** START **

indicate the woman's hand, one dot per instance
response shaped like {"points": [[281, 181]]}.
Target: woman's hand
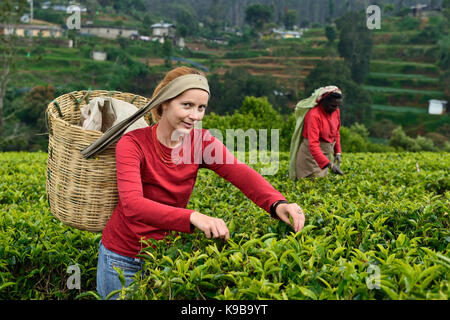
{"points": [[212, 227], [293, 210]]}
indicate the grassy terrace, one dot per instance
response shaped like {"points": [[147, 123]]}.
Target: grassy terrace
{"points": [[378, 107]]}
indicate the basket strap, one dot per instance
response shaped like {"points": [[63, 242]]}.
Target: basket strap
{"points": [[134, 98], [78, 101], [173, 89], [58, 108]]}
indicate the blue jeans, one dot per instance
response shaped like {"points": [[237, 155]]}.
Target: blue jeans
{"points": [[107, 277]]}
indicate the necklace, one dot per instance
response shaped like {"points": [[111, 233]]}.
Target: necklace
{"points": [[166, 159]]}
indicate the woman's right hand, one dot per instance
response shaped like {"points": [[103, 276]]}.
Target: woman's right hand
{"points": [[212, 227]]}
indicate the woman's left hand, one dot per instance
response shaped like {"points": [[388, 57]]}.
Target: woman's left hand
{"points": [[293, 210]]}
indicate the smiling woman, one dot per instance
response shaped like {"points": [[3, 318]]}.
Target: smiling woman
{"points": [[154, 187]]}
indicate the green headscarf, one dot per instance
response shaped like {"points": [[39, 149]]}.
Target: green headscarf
{"points": [[301, 109]]}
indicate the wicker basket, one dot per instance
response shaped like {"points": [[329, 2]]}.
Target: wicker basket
{"points": [[81, 192]]}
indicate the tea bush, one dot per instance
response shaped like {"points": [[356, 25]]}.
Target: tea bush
{"points": [[389, 213]]}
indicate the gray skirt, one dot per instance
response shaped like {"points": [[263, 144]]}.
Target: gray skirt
{"points": [[306, 166]]}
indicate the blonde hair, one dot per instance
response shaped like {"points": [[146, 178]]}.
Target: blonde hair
{"points": [[171, 75]]}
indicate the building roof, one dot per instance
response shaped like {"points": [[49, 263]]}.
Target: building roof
{"points": [[31, 26], [162, 25]]}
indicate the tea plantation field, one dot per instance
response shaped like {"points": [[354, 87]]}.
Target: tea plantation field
{"points": [[379, 232]]}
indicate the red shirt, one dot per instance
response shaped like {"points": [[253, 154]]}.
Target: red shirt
{"points": [[322, 126], [153, 197]]}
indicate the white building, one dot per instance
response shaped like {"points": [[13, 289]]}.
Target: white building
{"points": [[109, 32], [287, 34], [162, 30], [437, 106]]}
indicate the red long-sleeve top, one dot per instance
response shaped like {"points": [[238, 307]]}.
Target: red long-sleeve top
{"points": [[153, 197], [322, 126]]}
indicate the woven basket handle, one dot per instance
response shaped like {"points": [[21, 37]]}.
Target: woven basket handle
{"points": [[166, 93]]}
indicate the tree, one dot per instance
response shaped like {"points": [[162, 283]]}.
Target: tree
{"points": [[10, 13], [257, 15], [355, 44], [290, 18]]}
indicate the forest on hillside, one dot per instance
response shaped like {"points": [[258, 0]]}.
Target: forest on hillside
{"points": [[232, 12]]}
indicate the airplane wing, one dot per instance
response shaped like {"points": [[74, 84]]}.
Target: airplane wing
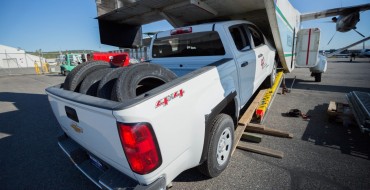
{"points": [[176, 12], [334, 12], [344, 48]]}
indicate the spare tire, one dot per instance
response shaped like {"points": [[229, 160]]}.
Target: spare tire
{"points": [[107, 82], [140, 79], [76, 76], [90, 84]]}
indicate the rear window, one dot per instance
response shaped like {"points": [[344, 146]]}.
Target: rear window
{"points": [[185, 45]]}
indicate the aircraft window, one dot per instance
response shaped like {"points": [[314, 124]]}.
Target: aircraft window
{"points": [[256, 36], [240, 38]]}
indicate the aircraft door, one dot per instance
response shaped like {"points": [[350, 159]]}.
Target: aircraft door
{"points": [[261, 50], [307, 48]]}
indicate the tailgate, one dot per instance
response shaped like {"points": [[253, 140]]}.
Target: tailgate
{"points": [[89, 122]]}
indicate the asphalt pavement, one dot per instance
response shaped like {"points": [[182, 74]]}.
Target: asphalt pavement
{"points": [[322, 154]]}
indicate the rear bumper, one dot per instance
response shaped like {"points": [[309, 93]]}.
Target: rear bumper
{"points": [[104, 176]]}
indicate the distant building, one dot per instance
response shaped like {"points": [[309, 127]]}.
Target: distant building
{"points": [[17, 58]]}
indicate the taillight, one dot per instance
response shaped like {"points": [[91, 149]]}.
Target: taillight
{"points": [[181, 30], [140, 147]]}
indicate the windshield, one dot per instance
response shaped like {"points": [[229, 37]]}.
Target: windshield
{"points": [[191, 44]]}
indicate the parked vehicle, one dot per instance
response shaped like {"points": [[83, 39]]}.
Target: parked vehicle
{"points": [[158, 119]]}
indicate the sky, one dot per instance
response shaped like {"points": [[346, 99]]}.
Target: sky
{"points": [[54, 25]]}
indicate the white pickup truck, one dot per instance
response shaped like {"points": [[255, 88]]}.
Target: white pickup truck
{"points": [[149, 140]]}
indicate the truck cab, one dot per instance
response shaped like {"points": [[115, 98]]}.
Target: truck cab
{"points": [[239, 43]]}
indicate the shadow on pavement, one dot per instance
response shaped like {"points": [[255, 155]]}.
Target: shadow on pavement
{"points": [[348, 139], [311, 85], [29, 155]]}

** END **

Prompt
Using the data above, print every line exactly, omitting pictures.

Output of the task
indicate the woman's hand, one dot per instance
response shaped like {"points": [[281, 181]]}.
Target: woman's hand
{"points": [[212, 227], [293, 210]]}
indicate the grassy terrace, one dot per instance
response shaped like {"points": [[147, 123]]}.
Target: grassy terrace
{"points": [[378, 107]]}
indicate the basket strap, one dot per instance
response shaped like {"points": [[63, 242]]}.
Target: basket strap
{"points": [[134, 98], [78, 101], [173, 89], [58, 108]]}
indicate the blue jeans, one dot per instance
response shaped like {"points": [[237, 155]]}.
Target: blue jeans
{"points": [[107, 277]]}
indicate the necklace, one dot per instance
response shaped like {"points": [[111, 233]]}.
Target: necklace
{"points": [[166, 159]]}
indicate the woman's right hand, one dot per instance
response shaped like {"points": [[103, 276]]}.
Target: woman's right hand
{"points": [[212, 227]]}
indicate the woman's left hand, one dot per instance
response shaped like {"points": [[388, 57]]}.
Target: woman's left hand
{"points": [[293, 210]]}
indicate the smiling woman, one dot per instance
response shaped like {"points": [[3, 318]]}.
Target: smiling woman
{"points": [[154, 187]]}
indicate the green headscarf, one dot per instance
response shaped like {"points": [[39, 149]]}.
Target: green headscarf
{"points": [[301, 109]]}
indicate the wicker basket, one dot per instance
response shaped like {"points": [[329, 2]]}.
Target: wicker basket
{"points": [[81, 192]]}
indicate the tea bush, one dot per instance
response shaped like {"points": [[356, 25]]}.
Target: tea bush
{"points": [[389, 213]]}
indicate the gray skirt, one dot per instance
response shaped like {"points": [[263, 144]]}.
Target: gray skirt
{"points": [[306, 166]]}
indicate the blonde hair, one dot per instance
response shaped like {"points": [[146, 178]]}.
Target: blonde hair
{"points": [[171, 75]]}
indicate the building roof, one dot per instance
response shaped like {"points": [[49, 263]]}.
Target: building roof
{"points": [[31, 26], [162, 25]]}
indicate the tea plantation field, one dot per instance
response shaped like {"points": [[354, 87]]}.
Target: tea plantation field
{"points": [[379, 232]]}
indicate the red shirt, one dot per instance
response shaped like {"points": [[253, 154]]}.
Target: red shirt
{"points": [[322, 126], [153, 197]]}
indicate the white building, one dot per instance
response shaped like {"points": [[13, 289]]}.
Target: white building
{"points": [[109, 32], [287, 34], [162, 30], [437, 106]]}
indicate the red long-sleeve top, one dot per instance
response shaped like {"points": [[238, 307]]}.
Target: red long-sleeve top
{"points": [[153, 197], [322, 126]]}
indicate the woven basket handle, one dot per instance
response shaped like {"points": [[21, 37]]}.
Target: woven basket handle
{"points": [[166, 93]]}
indicate the tree, one dot per instance
response shaped like {"points": [[162, 283]]}.
Target: tree
{"points": [[10, 13], [257, 15], [355, 44], [290, 18]]}
indicate the forest on hillside, one dot per instance
response shaped like {"points": [[258, 0]]}.
Target: forest on hillside
{"points": [[232, 12]]}
indicate the airplane wing, one dot per instance
response shaped like {"points": [[74, 84]]}.
Target: airplane wing
{"points": [[176, 12], [334, 12], [344, 48]]}
indicate the spare tire, one dot per instance
response shaped like {"points": [[229, 160]]}.
Target: spare tire
{"points": [[107, 82], [140, 79], [76, 76], [90, 84]]}
indicate the rear window, one dot per instance
response shaped like {"points": [[344, 146]]}.
Target: rear window
{"points": [[185, 45]]}
indicate the aircraft window, one dot per instance
response shaped like {"points": [[314, 124]]}.
Target: aircraft window
{"points": [[256, 36], [240, 38]]}
indicate the aircraft door, one dot per instance
response shaped like {"points": [[350, 159]]}.
Target: aircraft door
{"points": [[261, 50], [307, 48]]}
indicate the tailgate, one dot per instance
response shaped like {"points": [[253, 140]]}.
Target: tailgate
{"points": [[89, 122]]}
indicate the asphalt pavement, one dot per instance
response shaped like {"points": [[182, 74]]}.
Target: asphalt pavement
{"points": [[322, 154]]}
indicate the rear bumper, one dot per instance
response shaped like {"points": [[309, 93]]}.
Target: rear bumper
{"points": [[104, 176]]}
indicate the distant building, one dot per instance
response shaped like {"points": [[309, 127]]}.
Target: distant building
{"points": [[17, 58]]}
indicate the taillight, one dot per instance
response shaped like {"points": [[91, 149]]}.
Target: taillight
{"points": [[181, 30], [140, 147]]}
indicate the windshield, one dot per instance
response shaped like {"points": [[229, 37]]}.
Target: windshield
{"points": [[191, 44]]}
indicate the parked vehicle, one dot per instance
response shaped like {"points": [[83, 39]]}.
Target: parked vehicle
{"points": [[158, 119]]}
indicate the sky, one dot per instance
response shaped like {"points": [[346, 99]]}.
Target: sky
{"points": [[54, 25]]}
indicate the white pickup truck, one dot per instance
response shaped like {"points": [[255, 88]]}.
Target: white pickup truck
{"points": [[149, 140]]}
indicate the truck cab, one dot per instance
response shaped like {"points": [[115, 98]]}.
Target: truck cab
{"points": [[239, 43]]}
indicate the shadow on pavement, one dot per instance
response shaped like {"points": [[255, 155]]}.
Target: shadow on pavement
{"points": [[348, 139], [311, 85], [29, 155]]}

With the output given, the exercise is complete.